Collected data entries
»»
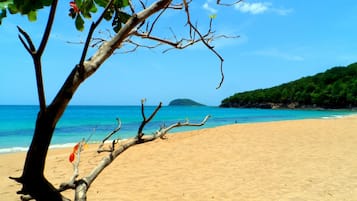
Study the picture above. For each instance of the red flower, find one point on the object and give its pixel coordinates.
(74, 6)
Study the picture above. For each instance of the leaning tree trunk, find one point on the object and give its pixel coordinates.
(34, 182)
(33, 177)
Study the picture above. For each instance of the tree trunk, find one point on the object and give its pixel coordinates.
(33, 174)
(33, 177)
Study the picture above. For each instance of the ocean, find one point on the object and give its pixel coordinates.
(17, 122)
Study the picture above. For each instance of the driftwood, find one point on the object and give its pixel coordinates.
(134, 32)
(82, 185)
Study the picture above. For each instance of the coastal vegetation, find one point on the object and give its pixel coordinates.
(334, 88)
(184, 102)
(132, 27)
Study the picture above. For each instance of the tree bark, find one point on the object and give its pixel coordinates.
(34, 182)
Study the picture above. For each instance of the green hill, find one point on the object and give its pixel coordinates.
(184, 102)
(334, 88)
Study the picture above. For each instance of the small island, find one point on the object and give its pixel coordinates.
(184, 102)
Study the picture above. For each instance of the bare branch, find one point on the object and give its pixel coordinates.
(100, 147)
(91, 31)
(84, 183)
(77, 151)
(163, 131)
(211, 48)
(228, 4)
(29, 46)
(145, 121)
(46, 35)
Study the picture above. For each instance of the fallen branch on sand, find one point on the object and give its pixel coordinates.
(82, 185)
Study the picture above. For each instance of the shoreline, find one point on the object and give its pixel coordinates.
(312, 159)
(19, 149)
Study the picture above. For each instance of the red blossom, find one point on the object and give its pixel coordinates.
(74, 6)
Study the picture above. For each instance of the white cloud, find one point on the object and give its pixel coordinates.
(282, 11)
(260, 8)
(252, 8)
(207, 7)
(278, 54)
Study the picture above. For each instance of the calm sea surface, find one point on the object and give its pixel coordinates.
(17, 122)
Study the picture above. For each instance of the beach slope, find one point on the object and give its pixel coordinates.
(288, 160)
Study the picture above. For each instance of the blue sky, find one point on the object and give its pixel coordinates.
(280, 41)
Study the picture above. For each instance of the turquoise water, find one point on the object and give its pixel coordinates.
(17, 122)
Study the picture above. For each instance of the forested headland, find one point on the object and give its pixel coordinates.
(335, 88)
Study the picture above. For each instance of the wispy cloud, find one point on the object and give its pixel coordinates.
(252, 8)
(278, 54)
(260, 8)
(210, 9)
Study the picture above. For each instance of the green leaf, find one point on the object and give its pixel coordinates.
(4, 4)
(121, 3)
(116, 24)
(101, 3)
(124, 17)
(79, 23)
(2, 15)
(32, 16)
(108, 15)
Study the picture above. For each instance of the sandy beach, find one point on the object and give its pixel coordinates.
(289, 160)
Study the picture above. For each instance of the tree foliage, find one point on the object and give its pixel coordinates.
(335, 88)
(130, 20)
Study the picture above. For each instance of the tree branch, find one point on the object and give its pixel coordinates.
(100, 147)
(228, 4)
(91, 31)
(83, 184)
(47, 32)
(145, 121)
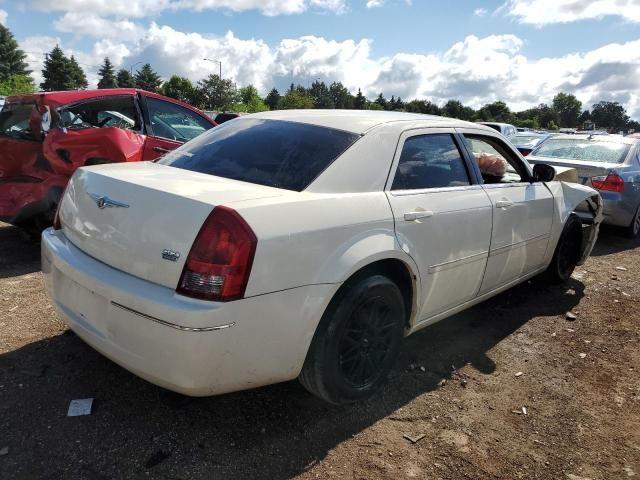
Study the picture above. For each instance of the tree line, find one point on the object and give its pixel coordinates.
(214, 93)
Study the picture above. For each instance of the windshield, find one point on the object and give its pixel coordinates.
(275, 153)
(14, 121)
(583, 149)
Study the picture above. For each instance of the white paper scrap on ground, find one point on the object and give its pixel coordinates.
(80, 407)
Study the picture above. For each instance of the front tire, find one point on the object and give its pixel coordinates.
(357, 341)
(568, 252)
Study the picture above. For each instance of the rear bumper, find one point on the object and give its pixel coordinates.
(190, 346)
(20, 201)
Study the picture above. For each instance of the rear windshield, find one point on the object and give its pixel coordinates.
(275, 153)
(14, 121)
(583, 149)
(524, 139)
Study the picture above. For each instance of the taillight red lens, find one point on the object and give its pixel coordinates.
(219, 263)
(610, 183)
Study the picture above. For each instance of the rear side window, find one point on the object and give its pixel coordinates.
(175, 122)
(584, 149)
(430, 161)
(14, 121)
(275, 153)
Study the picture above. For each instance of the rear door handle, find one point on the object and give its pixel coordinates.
(417, 214)
(503, 203)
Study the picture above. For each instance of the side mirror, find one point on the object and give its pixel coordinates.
(543, 172)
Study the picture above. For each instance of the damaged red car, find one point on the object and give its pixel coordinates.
(45, 137)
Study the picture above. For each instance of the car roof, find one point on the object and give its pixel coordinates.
(598, 138)
(68, 97)
(360, 121)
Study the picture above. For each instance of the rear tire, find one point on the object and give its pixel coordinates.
(357, 341)
(567, 254)
(633, 229)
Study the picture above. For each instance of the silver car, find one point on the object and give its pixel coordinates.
(608, 163)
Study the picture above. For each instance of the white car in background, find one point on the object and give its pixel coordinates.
(303, 244)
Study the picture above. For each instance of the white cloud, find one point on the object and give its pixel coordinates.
(544, 12)
(150, 8)
(94, 26)
(474, 70)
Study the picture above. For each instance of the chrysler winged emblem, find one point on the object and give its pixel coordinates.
(102, 201)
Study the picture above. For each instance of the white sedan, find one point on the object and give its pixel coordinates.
(303, 244)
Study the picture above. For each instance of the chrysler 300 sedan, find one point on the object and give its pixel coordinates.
(303, 244)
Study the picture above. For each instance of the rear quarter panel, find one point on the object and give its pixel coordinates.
(318, 238)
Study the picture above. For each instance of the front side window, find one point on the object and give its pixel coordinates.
(584, 149)
(116, 111)
(430, 161)
(496, 163)
(275, 153)
(174, 122)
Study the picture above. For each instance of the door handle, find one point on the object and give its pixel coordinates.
(417, 214)
(503, 203)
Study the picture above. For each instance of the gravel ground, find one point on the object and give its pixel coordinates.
(509, 389)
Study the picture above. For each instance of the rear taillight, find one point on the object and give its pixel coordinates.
(219, 263)
(610, 183)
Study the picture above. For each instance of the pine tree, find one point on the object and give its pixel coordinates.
(148, 79)
(107, 75)
(124, 79)
(272, 99)
(78, 77)
(360, 101)
(56, 72)
(11, 57)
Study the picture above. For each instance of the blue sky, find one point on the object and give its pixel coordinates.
(521, 51)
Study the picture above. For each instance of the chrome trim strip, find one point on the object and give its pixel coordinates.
(455, 263)
(506, 248)
(173, 325)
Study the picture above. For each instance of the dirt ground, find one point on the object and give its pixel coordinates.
(507, 390)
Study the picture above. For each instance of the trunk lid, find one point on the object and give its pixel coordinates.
(586, 170)
(150, 214)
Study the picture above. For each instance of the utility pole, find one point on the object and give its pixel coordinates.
(219, 62)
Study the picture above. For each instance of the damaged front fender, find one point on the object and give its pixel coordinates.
(584, 201)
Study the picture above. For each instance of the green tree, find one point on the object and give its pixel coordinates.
(610, 115)
(273, 99)
(568, 108)
(321, 97)
(251, 100)
(295, 99)
(124, 79)
(381, 101)
(217, 93)
(16, 85)
(340, 96)
(57, 72)
(107, 75)
(147, 79)
(12, 58)
(423, 106)
(360, 101)
(496, 112)
(179, 88)
(78, 77)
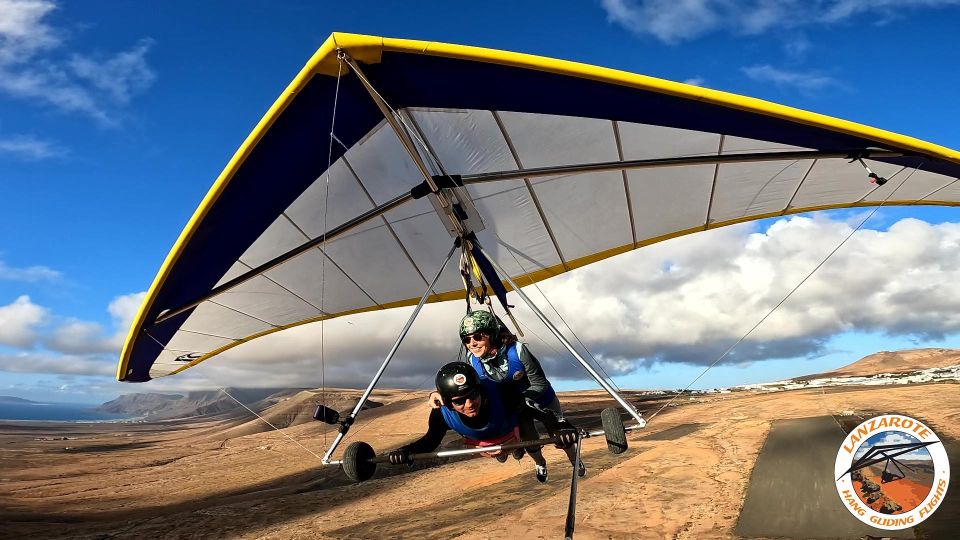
««
Would it be possible to print the records above verbatim, pictures omitted?

Study the picture above. For each instance of the red flower, find one point on the object and give its pixel coordinates.
(74, 6)
Study the picture above. For each instance of the leaning tree trunk, find one point on the object and give its pixel coordinates.
(34, 182)
(33, 177)
Study the picture above. For each instance of the tree trunk, find one point on the object and give its pixel coordinates.
(33, 174)
(33, 177)
Study the picture above. For each instance of the ocean, find one point on the object and give its pixel coordinates.
(17, 122)
Study the picture above. For each instance of the driftwood, find one point on the object and give its pixel coordinates.
(134, 32)
(82, 185)
Study the picture above. For each instance of the coastal vegetation, find one point on the object and give its pixel coordinates.
(334, 88)
(184, 102)
(132, 27)
Study the picture above. For each instance of the tree bark, find one point on the object and give its pixel coordinates.
(34, 182)
Study the picture above. For each instance of the green hill, find one point on the object and give its pixel coordinates.
(184, 102)
(334, 88)
Study the picture above. For each instance of the small island, find one point on the object and give its pixel coordinates.
(184, 102)
Study the picture above. For each instance of the bare branch, find one point on the object and give its pixel coordinates.
(100, 147)
(91, 31)
(84, 183)
(77, 151)
(163, 131)
(211, 48)
(228, 4)
(29, 46)
(145, 121)
(46, 35)
Study the picture above. For each instance of the fallen branch on sand, find one point on the object and give its pixel coordinates.
(82, 185)
Study the picture above. For each instance of the shoreline, find one point on the object and give its pixel coordinates.
(312, 159)
(19, 149)
Study the picture above. For each instance of the red blossom, find one point on the object and give its pixel coordinates.
(74, 6)
Study the picture above. For each instance of the white cloud, find one point on the object and give its pixel coordinates.
(282, 11)
(260, 8)
(252, 8)
(207, 7)
(278, 54)
Study the picture above. For each instance of the calm sea surface, find one point on the object and give its pixel coordinates.
(17, 122)
Study the picture above. For each instance of the beach slope, find one point on the object and give its pixel coordinates.
(288, 160)
Study the picture above. For each instance of the blue sky, find one point on the object and give its pixel coordinates.
(280, 41)
Study the picture above. For each instance of the turquoise water, find one point on the object and give its pixel coordinates.
(17, 122)
Study the picture above. For each instance of the forested headland, find one point on the object and give its pixel coordinates.
(335, 88)
Study the picture above. For each instance of the wispy cloud, find one point on the object and give its pixel coordinates.
(252, 8)
(278, 54)
(260, 8)
(210, 9)
Study the picture above. For each instance of the green leaf, find one point on the object and give its pixel coordinates.
(4, 4)
(121, 3)
(116, 24)
(101, 3)
(124, 17)
(79, 23)
(2, 15)
(32, 16)
(108, 15)
Study the picture above. For each instance of the sandy beach, find one point on the object and give its pixel coordinates.
(289, 160)
Study the picture above. For each instance of the tree foliage, find one point on the object and give its pixel coordinates.
(335, 88)
(130, 20)
Study the picture above. For each instance of the tree branch, find one point on the object and give its pixel coordinates.
(100, 147)
(228, 4)
(91, 31)
(83, 184)
(47, 32)
(145, 121)
Study the picture above. For each instance of the tree line, find one point on the object and give its pixel coordinates.
(214, 93)
Study the picture above. For each instance of the windshield, find one point on the object and give its pixel coordinates.
(275, 153)
(14, 121)
(583, 149)
Study the picture above. For each instance of the white paper scrap on ground, find one point on the object and give its pixel coordinates.
(80, 407)
Study the picture above. For each instance of the front tire, find one point on the object and give its pixel coordinates.
(357, 341)
(568, 252)
Study the picture above. For each instance of the rear bumper, find one point on the object and give its pixel coordinates.
(190, 346)
(20, 201)
Study the picture above. For each instance of the rear windshield, find one point on the object and give its pixel coordinates.
(275, 153)
(14, 121)
(583, 149)
(524, 139)
Study the picture above. For each instance of the taillight red lens, find one point on the object and give its pixel coordinates.
(219, 263)
(610, 183)
Study the picture above. For each instance of the rear side window, find one point on the object and give its pixel coordinates.
(175, 122)
(584, 149)
(430, 161)
(14, 121)
(275, 153)
Study the picture above. For each instance of the rear door handle, find one point on the object and give its pixel coordinates.
(417, 214)
(503, 203)
Study the picture above. For each instance of the side mirror, find one point on the object and give its pixel coordinates.
(543, 172)
Study the picture above. For each instance of the damaged red car, find one point on the object and give its pixel coordinates.
(45, 137)
Study the picture above. For each instance of the car roof, find one point on the object and give its pixel coordinates.
(598, 138)
(68, 97)
(360, 121)
Study the picture above. For each instance of the rear tire, find one point on the object and give its pixel coordinates.
(357, 341)
(567, 254)
(633, 229)
Study the picture above. For each instance of the silver car, find one point on the object and give its pixel coordinates.
(608, 163)
Study the picture above. For each instance of the white car in background, find one point on the object and give its pixel coordinates.
(303, 244)
Study the picture above. For each instance of the white cloud, find one point on the object and give its pixel coordinates.
(544, 12)
(150, 8)
(94, 26)
(474, 70)
Study the picture above. For each instance of the chrysler winged emblem, find one point on the object and give its pixel coordinates.
(102, 201)
Study the picture above. For each instance of the white sedan, find one point on the object and give its pixel coordinates.
(303, 244)
Study the picture above. For each instance of the chrysler 300 sedan, find one point on the object and give its pixel coordinates.
(303, 244)
Study the picture above. For each instance of the rear quarter panel, find one point on the object and give its pixel coordinates.
(318, 238)
Study the picture above. For each instance of the front side window, find one point on the object and give its pixel coordinates.
(584, 149)
(116, 111)
(430, 161)
(496, 163)
(275, 153)
(174, 122)
Study the picture above. For each instance of the door handle, find one point on the object and give its pixel coordinates.
(417, 214)
(503, 203)
Study the picture above. For each instance of the gravel ground, find one point on the object and give its pixel coordinates.
(509, 389)
Study the picture above. For each instance of the rear taillight, find one point on the object and give its pixel coordinates.
(219, 263)
(610, 183)
Study the picture above. For each instance of the pine tree, find one point on the object and give its pixel coordinates.
(148, 79)
(107, 75)
(124, 79)
(272, 99)
(78, 77)
(360, 101)
(56, 72)
(11, 57)
Study the picture above. For each instance of the blue sky, find one point on the object and give its pixel coordinates.
(521, 51)
Study the picture above. For each instance of the chrome trim strip, find one point on the object and give its pixel coordinates.
(455, 263)
(506, 248)
(173, 325)
Study the picture above. For each instance of the dirt ground, find one point on the object and give its pixel coordinates.
(507, 390)
Study the picture above. For each instance of the trunk lid, find one point on the object and give its pixel coordinates.
(586, 170)
(150, 214)
Study the picture above. For each instance of the utility pole, find one point on the object and give its pixel coordinates.
(219, 62)
Study the picture above. For each instance of the damaged front fender, find one point on the object and give its pixel coordinates.
(584, 201)
Study the picture above. For each instance of the green tree, find one point on the object and give its pixel coordinates.
(610, 115)
(273, 99)
(568, 108)
(321, 97)
(251, 100)
(295, 99)
(124, 79)
(381, 101)
(217, 93)
(16, 85)
(340, 96)
(57, 72)
(107, 75)
(147, 79)
(12, 58)
(423, 106)
(360, 101)
(496, 112)
(179, 88)
(78, 77)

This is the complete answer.